What the task asks:
Search the listing for the string "below". Copy every line that has it.

Records for the task:
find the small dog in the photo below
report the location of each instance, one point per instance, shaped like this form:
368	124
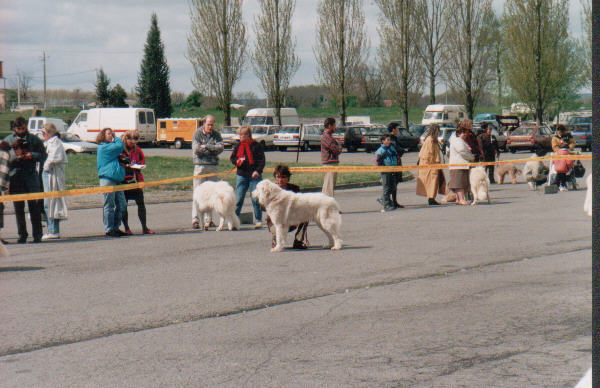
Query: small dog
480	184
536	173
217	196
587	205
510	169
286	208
...
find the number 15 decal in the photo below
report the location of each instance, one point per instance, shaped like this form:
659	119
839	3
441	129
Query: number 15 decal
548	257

Exercise answer:
find the small dog in the photo below
find the number 15 decal in the photo below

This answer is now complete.